Rewrite the records as a numbered list, starting at the very first line and ending with the line that contains "62), (273, 72)]", including both of those lines. Leave out any blank lines.
---- Information shown
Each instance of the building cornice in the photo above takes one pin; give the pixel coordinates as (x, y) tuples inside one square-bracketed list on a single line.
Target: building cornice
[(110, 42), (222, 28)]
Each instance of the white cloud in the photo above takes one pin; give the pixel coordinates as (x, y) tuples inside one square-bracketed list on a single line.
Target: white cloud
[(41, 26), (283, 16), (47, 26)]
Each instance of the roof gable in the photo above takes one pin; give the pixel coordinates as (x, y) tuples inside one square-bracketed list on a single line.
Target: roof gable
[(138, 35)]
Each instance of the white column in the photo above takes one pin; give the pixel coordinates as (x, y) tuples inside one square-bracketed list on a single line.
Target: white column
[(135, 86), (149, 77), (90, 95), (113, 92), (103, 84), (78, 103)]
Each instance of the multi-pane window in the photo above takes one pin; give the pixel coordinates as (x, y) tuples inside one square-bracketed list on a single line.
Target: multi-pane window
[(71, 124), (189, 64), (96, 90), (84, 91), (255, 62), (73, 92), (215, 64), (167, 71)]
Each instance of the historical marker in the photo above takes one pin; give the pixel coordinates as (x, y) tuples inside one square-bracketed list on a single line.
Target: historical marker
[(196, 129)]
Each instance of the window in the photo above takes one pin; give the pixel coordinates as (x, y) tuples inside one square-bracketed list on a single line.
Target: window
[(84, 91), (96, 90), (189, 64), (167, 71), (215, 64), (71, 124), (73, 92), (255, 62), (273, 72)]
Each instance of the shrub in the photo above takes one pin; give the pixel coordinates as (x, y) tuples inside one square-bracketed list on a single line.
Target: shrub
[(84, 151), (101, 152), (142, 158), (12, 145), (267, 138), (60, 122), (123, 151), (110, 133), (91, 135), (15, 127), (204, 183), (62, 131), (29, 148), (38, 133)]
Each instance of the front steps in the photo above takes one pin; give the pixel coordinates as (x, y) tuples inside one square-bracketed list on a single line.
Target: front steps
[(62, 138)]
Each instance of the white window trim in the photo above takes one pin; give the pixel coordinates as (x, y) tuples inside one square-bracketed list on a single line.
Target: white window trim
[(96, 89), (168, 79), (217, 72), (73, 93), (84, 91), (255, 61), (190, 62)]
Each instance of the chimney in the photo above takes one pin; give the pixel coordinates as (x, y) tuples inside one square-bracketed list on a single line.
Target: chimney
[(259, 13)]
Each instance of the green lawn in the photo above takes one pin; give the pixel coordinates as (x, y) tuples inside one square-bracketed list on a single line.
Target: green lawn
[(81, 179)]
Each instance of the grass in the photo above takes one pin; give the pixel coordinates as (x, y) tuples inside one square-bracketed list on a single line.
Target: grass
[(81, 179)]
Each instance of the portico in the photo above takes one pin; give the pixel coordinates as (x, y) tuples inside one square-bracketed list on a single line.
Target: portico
--------
• **Answer to this problem**
1. Each instance of the building cornice in the photo above takes one pin; give the pixel coordinates as (x, y) tuples inside one square-bracketed list on a single line.
2. Target: building cornice
3. [(110, 42), (222, 28)]
4. Each instance of the white cloud in the photo above takes one pin; give the pixel coordinates as (x, y) tuples inside one square-bracketed list on a single line.
5. Target: white cloud
6. [(41, 26), (283, 16), (47, 26)]
7. Each instance of the roof gable in the photo above takes one pin; give the pixel coordinates as (x, y) tuples inside one square-bracketed list on a single line.
8. Target: roof gable
9. [(138, 35)]
10. Each instance of the white column in the photo above takes one pin; give the pixel coordinates as (x, y) tuples inside one square-bracketed list on a single line.
11. Target: white column
12. [(135, 86), (149, 77), (90, 95), (113, 92), (103, 84), (78, 103)]
13. Each instance of the multi-pane window in the photo above takes one pin; give the pixel coordinates as (x, y) tuples inside one square-bracketed list on a single line.
14. Target: multi-pane window
15. [(71, 124), (189, 64), (96, 90), (84, 91), (255, 62), (73, 92), (215, 64), (167, 71)]
16. Each instance of the historical marker in the photo above takes one pin; give the pixel coordinates as (x, y) tuples inside one square-bracketed list on a single line.
17. Target: historical marker
18. [(196, 129)]
19. Each instance of the window in the photo above takes one pin; give the pixel coordinates as (x, y) tuples inside one square-bracketed list on a single line.
20. Target: window
21. [(84, 91), (96, 90), (189, 64), (167, 71), (215, 64), (71, 124), (73, 92), (255, 62), (273, 72)]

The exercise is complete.